> [SET TASK 1]
Print the digital library passage starting at "Machine-readable records of" and ending at "of the sound.".
> [SET TASK 2]
List every text feature that the digital library passage says is based on the distribution of words in a text.
> [SET TASK 3]
Answer these questions from the digital library passage:
(a) What is word frequency taken to indicate about a document?
(b) For naturally occurring sounds such as birdcalls, what is the first line of classification based on?
(c) What broader initiative later subsumed the early-1990s digital library program?

> [GIVEN PASSAGE]
------------------------
Digital Library Technologies

Indexing of texts by the words that they contain is an example of generating metadata from features. In this approach, the features of the document are simply the words that it contains.Indexing is based on things such as the frequency of words, which is taken to be an indication of what the document is about. In a sense, there becomes a "library catalog card" for every occurrence of a meaningful word and every book in which it occurs. Of course, the technology is more efficient, but the access provided has the same power that a huge card catalog would.

Machine-readable records of sounds are difficult to index automatically. If the sound is a human voice speaking some natural language, voice recognition tools may be used to create an approximate transcription of the speech, which becomes a powerful basis for the creation of meta-data for retrieval purposes. For naturally occurring sounds, such as birdcalls, the first line of classification is based on an analysis (using waves and wavelets) of the physical properties of the sound.

For texts themselves, the distribution of words in the text forms the basis for defining many kinds of features. These include the frequency with which a given term occurs in the document, the presence or absence of terms, the location of terms within the document, the occurrence of two-and three-word phrases, and other statistically defined properties of the text.

National Initiatives

As a shared national priority, the development of digital libraries is addressed both by existing libraries and by programs created by the national government and by philanthropic organizations. The National Science Foundation, the National Institutes of Health, and the U.S. Department of Defense, among others, joined temporarily in the early 1990s to solicit and fund projects to develop key technologies for digital libraries. This program was later subsumed into the broader Information Technology Research initiative, which addresses both key technologies and the building of collections.
------------------------
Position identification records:
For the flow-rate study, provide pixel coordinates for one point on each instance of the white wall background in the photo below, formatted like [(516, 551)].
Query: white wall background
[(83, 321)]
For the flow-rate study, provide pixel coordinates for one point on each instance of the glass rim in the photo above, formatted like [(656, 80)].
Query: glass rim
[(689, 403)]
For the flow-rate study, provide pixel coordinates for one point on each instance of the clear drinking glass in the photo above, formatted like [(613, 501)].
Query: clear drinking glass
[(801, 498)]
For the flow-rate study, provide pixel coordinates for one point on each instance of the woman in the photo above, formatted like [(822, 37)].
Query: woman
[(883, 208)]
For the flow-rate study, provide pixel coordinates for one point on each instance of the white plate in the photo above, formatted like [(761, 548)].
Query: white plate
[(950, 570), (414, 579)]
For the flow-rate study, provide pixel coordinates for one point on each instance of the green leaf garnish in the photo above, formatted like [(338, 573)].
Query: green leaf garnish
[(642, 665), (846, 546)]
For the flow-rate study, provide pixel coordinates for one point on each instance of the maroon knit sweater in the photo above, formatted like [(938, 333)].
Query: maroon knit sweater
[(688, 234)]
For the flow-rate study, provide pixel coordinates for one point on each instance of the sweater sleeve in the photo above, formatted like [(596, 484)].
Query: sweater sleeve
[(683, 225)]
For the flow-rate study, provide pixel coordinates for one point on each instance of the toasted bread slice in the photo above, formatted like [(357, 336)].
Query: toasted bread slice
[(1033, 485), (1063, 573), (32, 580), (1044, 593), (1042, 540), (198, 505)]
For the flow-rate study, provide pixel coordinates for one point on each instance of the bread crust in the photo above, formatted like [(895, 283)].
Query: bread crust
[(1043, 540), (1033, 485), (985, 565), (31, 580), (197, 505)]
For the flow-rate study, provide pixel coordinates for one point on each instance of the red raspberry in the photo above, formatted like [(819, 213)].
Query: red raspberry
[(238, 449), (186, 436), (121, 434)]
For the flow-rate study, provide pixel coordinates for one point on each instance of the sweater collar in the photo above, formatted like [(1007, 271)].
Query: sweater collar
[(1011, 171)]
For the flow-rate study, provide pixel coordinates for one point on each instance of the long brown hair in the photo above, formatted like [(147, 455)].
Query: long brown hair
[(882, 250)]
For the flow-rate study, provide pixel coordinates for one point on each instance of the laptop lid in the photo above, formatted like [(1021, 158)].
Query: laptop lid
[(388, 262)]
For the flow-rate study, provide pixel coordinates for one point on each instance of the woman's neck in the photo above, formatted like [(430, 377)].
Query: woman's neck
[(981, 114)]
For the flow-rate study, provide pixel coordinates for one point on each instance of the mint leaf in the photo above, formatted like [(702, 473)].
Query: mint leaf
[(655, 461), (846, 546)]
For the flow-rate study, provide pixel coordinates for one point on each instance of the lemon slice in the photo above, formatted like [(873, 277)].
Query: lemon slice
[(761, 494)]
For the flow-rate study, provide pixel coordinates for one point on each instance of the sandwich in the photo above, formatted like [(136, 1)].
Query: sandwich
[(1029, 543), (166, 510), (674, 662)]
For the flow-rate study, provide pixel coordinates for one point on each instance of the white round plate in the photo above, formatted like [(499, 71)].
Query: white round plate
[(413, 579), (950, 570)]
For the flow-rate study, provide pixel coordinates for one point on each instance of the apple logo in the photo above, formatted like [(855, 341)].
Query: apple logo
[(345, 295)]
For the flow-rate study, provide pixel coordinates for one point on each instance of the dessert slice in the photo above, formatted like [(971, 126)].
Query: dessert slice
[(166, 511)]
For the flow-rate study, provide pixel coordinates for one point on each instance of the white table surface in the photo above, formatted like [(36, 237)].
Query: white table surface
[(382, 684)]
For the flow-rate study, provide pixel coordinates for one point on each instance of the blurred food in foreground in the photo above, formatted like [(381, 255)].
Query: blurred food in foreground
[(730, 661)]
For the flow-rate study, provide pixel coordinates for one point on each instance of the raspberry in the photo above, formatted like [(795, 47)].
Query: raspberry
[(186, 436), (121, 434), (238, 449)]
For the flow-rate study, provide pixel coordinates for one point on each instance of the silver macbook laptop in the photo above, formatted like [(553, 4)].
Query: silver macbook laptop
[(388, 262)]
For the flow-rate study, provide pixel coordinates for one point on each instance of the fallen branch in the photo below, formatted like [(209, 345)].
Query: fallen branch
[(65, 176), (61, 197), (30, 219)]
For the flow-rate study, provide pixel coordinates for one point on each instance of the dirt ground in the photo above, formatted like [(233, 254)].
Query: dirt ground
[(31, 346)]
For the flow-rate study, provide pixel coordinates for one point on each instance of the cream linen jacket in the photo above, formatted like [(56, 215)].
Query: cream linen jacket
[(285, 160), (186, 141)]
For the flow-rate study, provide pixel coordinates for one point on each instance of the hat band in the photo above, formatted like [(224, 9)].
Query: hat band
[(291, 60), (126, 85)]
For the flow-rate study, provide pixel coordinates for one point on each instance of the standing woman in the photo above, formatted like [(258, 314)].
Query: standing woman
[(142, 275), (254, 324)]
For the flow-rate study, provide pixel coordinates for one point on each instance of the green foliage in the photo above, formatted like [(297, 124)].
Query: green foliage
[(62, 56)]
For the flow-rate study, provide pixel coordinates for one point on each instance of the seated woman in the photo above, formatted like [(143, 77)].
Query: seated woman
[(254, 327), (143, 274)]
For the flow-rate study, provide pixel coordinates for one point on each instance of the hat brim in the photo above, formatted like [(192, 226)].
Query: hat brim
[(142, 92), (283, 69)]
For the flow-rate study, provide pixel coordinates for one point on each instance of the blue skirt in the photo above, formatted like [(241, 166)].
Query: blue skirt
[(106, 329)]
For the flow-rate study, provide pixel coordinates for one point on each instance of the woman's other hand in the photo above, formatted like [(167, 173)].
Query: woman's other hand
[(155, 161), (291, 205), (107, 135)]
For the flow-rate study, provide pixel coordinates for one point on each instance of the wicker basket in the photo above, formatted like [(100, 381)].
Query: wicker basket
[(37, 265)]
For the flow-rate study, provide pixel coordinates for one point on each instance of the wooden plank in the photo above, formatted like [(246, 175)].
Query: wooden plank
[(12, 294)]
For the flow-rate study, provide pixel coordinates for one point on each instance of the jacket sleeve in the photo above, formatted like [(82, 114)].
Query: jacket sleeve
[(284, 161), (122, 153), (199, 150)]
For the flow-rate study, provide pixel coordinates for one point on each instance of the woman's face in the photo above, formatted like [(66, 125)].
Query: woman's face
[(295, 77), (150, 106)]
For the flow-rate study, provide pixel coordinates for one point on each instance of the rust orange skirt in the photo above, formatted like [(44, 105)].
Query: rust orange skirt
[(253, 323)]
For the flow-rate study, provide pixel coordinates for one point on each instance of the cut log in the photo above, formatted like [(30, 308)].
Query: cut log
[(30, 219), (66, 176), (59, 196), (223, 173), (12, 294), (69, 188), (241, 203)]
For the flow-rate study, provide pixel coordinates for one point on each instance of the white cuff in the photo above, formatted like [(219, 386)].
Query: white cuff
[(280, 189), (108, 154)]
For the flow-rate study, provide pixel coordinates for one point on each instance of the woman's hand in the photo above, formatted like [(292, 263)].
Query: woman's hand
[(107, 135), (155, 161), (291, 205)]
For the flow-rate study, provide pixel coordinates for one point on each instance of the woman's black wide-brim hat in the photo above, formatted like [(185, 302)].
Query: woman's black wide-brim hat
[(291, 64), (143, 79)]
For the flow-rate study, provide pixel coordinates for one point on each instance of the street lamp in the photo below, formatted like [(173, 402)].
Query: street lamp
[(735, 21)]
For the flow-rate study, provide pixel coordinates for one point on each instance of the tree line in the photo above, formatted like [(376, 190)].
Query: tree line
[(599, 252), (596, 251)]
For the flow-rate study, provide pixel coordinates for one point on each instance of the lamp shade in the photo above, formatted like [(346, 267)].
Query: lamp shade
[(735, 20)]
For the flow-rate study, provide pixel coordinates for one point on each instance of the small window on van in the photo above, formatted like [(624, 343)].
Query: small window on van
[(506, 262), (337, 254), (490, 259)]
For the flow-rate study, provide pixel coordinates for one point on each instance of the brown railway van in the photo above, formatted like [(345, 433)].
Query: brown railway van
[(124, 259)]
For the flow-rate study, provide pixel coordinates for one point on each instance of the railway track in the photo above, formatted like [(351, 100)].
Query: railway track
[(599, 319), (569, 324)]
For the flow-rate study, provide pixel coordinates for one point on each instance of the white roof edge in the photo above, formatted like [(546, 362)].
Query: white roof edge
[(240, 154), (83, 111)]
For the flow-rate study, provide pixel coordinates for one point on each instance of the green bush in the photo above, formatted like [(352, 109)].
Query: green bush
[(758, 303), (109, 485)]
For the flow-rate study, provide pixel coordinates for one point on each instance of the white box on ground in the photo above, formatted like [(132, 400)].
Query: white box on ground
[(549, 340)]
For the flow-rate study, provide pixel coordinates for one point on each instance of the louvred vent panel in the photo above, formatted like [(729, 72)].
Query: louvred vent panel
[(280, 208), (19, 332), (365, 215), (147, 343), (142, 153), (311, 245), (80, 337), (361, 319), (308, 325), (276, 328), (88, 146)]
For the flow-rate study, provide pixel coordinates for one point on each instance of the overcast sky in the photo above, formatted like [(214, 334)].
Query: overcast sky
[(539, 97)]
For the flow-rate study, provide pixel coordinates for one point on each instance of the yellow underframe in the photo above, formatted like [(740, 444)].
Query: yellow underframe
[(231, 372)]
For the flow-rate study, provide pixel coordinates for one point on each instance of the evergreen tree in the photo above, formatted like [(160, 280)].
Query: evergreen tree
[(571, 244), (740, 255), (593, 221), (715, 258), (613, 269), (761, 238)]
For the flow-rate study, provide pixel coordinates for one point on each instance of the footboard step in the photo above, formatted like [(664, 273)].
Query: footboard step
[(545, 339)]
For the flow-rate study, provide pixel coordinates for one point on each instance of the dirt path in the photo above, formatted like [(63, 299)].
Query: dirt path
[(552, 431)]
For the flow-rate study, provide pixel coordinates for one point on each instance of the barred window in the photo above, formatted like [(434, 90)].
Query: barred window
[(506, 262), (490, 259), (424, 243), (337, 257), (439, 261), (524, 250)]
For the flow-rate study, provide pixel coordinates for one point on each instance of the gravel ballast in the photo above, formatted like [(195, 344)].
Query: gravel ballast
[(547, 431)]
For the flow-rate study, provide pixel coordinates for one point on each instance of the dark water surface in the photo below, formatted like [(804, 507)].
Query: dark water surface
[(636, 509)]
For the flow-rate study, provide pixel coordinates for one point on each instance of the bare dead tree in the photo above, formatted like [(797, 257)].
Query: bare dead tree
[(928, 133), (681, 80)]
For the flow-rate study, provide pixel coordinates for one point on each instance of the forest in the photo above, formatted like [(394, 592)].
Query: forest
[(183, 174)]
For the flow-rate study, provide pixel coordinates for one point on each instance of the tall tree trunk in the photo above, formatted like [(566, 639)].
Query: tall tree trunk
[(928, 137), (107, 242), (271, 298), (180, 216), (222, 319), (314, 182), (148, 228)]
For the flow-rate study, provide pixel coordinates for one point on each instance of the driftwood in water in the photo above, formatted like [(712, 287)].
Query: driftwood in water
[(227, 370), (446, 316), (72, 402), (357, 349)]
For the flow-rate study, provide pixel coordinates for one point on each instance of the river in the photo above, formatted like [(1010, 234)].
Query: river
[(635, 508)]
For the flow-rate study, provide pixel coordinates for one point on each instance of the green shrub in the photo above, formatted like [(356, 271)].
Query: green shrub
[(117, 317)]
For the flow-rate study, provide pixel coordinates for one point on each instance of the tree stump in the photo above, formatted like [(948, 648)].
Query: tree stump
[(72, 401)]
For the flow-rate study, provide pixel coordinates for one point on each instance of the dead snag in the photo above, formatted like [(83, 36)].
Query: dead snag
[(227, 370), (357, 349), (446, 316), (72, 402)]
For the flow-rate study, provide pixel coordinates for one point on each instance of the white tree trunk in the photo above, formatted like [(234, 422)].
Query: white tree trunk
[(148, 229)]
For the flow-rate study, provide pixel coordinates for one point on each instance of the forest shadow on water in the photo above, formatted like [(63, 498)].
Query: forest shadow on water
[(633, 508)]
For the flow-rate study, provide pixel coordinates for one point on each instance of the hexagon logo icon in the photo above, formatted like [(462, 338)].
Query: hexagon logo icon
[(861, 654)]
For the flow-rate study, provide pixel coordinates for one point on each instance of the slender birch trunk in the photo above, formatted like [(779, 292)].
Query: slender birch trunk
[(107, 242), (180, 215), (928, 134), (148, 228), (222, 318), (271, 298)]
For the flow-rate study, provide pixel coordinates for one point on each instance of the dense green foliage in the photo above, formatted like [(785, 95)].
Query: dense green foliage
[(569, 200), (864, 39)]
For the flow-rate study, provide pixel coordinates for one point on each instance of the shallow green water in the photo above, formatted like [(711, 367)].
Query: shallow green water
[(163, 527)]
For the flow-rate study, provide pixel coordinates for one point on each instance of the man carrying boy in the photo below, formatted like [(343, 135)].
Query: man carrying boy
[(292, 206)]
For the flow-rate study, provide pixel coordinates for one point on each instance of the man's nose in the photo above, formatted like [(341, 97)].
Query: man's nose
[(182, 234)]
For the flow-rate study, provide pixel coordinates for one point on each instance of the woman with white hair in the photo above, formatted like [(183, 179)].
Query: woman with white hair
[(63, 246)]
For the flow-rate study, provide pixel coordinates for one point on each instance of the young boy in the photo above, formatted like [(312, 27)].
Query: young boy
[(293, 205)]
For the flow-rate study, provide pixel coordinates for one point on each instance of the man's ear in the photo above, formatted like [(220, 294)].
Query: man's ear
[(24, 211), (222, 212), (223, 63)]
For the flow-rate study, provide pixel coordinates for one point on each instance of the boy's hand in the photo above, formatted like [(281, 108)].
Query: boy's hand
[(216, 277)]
------------------------
> [ANSWER 1]
Machine-readable records of sounds are difficult to index automatically. If the sound is a human voice speaking some natural language, voice recognition tools may be used to create an approximate transcription of the speech, which becomes a powerful basis for the creation of meta-data for retrieval purposes. For naturally occurring sounds, such as birdcalls, the first line of classification is based on an analysis (using waves and wavelets) of the physical properties of the sound.

> [ANSWER 2]
- The frequency with which a given term occurs in the document
- The presence or absence of terms
- The location of terms within the document
- The occurrence of two- and three-word phrases
- Other statistically defined properties of the text

> [ANSWER 3]
(a) What the document is about.
(b) An analysis, using waves and wavelets, of the physical properties of the sound.
(c) The Information Technology Research initiative.